____ GIVEN ENTRIES

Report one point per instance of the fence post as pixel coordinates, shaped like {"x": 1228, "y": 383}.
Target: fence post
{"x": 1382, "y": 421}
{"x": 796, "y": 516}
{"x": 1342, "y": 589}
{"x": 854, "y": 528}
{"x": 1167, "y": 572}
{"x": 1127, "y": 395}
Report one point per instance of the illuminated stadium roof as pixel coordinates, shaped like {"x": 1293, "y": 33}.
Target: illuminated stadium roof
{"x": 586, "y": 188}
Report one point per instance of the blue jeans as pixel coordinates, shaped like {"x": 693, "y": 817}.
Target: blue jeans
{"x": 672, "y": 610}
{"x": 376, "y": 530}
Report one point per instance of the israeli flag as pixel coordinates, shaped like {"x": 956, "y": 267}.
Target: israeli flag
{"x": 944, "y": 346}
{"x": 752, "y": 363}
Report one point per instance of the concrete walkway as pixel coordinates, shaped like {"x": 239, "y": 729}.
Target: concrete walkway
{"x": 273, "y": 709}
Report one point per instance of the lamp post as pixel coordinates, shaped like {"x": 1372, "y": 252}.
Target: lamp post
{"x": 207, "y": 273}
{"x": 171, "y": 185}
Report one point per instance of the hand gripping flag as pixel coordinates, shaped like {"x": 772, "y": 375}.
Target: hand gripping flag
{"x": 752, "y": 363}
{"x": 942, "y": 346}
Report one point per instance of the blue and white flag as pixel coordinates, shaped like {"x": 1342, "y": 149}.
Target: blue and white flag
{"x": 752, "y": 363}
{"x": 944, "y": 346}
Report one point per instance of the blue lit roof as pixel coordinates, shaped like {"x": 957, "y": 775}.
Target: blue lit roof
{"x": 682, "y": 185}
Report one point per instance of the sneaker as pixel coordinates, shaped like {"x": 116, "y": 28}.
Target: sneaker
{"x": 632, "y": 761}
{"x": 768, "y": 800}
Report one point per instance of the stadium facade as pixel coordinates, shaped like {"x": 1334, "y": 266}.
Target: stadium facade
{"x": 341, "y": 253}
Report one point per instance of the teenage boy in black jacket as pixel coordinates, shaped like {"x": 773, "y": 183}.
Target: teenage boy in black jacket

________

Rewrite the rows from the line containing "Report one point per instance of the stadium" through the end of the rows as a Markdown table with the columns "No." and "Line", numbering each line and leaving out blank lines.

| No. | Line |
|---|---|
| 1 | Report one point per instance of the stadium facade as pixel coordinates, shaped like {"x": 1334, "y": 266}. |
| 2 | Target: stadium facade |
| 3 | {"x": 341, "y": 253} |
| 4 | Report one point per instance of the teenage boy in black jacket as pixel coordinates, shaped like {"x": 773, "y": 183}. |
| 5 | Target: teenage boy in black jacket |